*Directions*
From the line with "the white bed" through the final line, please write out the listing exactly, including both of those lines.

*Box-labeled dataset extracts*
Begin
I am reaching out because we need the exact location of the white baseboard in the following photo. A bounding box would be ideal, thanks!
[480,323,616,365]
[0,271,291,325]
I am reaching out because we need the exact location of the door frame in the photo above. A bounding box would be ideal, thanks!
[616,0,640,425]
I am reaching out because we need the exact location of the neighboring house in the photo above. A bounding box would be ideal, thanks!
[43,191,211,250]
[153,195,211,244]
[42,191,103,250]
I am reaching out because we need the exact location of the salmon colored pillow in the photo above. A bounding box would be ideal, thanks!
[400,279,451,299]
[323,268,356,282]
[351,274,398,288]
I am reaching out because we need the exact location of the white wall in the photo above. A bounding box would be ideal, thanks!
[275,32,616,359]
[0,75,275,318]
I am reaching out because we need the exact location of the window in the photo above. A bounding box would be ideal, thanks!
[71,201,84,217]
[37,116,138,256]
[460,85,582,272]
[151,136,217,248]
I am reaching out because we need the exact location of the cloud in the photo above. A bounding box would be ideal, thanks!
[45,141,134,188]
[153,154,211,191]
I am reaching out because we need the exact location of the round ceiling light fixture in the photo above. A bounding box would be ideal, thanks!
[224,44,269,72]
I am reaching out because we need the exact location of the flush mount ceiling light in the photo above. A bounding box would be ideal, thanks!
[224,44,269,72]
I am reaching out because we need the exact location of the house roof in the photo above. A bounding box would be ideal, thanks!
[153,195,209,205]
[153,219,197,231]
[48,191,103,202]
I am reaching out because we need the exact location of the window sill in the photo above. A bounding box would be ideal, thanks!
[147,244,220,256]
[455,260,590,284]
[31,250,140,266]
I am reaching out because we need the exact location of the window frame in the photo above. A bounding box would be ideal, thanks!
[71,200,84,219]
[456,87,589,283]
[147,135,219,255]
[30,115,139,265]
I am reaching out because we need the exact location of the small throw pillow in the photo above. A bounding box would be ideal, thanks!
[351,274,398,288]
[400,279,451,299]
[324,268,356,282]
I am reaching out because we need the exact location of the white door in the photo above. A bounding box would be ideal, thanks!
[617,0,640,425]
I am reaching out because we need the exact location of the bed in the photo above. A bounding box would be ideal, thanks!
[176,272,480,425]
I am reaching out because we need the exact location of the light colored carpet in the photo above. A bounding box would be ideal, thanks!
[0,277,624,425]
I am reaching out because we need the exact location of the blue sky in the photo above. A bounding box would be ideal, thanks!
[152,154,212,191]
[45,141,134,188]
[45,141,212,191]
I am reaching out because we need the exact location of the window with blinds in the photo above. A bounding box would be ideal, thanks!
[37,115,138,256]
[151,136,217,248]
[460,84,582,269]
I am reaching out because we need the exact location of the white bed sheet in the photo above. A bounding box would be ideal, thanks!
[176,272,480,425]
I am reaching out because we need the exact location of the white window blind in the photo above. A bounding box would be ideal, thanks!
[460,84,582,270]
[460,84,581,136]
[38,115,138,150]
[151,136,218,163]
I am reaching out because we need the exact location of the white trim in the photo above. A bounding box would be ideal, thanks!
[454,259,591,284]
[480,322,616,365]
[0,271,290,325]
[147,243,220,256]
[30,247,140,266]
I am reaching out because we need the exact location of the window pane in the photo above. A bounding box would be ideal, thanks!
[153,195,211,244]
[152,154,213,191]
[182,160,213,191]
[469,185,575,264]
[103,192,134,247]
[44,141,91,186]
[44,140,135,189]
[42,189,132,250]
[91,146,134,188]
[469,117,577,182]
End
*Final result*
I am reaching out because we need the exact location of the white bed sheet in the photo above. A bounding box would be ideal, thanks!
[176,272,480,425]
I am reaching out because we need the exact location of the white window blind in the photo above. A bounding box would be ideal, thanks!
[460,84,582,270]
[460,84,581,136]
[38,115,138,150]
[151,136,218,163]
I am reaching out because we need the exact location of the white trim in the photo above. A bounding box would be ideal, thanks!
[454,259,591,284]
[480,322,616,365]
[0,271,290,325]
[147,243,220,256]
[30,247,140,266]
I am reaching out because we need the exact location of the window pane in the photo above. A bounding box would be ideal, thanks!
[153,195,211,244]
[152,154,213,191]
[182,160,213,191]
[469,185,575,264]
[103,192,134,247]
[44,141,91,186]
[44,140,135,189]
[42,189,132,250]
[91,146,134,188]
[469,117,577,182]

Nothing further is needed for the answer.